• [Schriftliche Übung]:
Geben Sie sämtliche Daten Zeile für Zeile unverändert aus.

• [Bereitgestellte Daten]:

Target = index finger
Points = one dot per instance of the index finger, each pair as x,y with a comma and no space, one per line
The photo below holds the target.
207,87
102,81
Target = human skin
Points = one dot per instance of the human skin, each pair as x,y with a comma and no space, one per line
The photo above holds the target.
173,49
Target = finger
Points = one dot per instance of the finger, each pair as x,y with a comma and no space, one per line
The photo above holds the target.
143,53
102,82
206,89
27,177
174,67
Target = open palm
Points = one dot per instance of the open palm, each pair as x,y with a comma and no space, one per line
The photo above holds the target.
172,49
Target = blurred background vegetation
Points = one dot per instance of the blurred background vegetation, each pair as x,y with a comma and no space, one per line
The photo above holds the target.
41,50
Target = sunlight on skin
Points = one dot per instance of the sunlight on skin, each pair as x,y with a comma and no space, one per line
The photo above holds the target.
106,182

• [Schriftliche Antwort]:
Target = index finger
Points = one dot per instance of the index finger, each pair as x,y with a comma and no space, one per line
The photo below holds the target.
207,87
102,81
Target = human skin
Points = one dot per instance of the human skin, each pair as x,y with a comma and no space, one per line
The photo above holds the target.
173,49
Target = finger
Points = one dot per instance of the finger, each pair as x,y with a comma and no space, one per line
The photo above holds the target.
143,53
102,82
206,89
27,177
174,67
Target = open palm
Points = one dot per instance of the open palm, each pair as x,y with a comma and no space, one per line
The photo above holds the target.
172,49
Target = blurred background vegetation
Points = one dot per instance of the blurred background vegetation, each pair as x,y with a comma and no space, one per line
The photo above holds the target.
41,50
Target = sunlight on skin
Points = one dot per instance of the sunlight on skin, each pair as x,y with a comma and no space, one per line
The photo above holds the target.
106,182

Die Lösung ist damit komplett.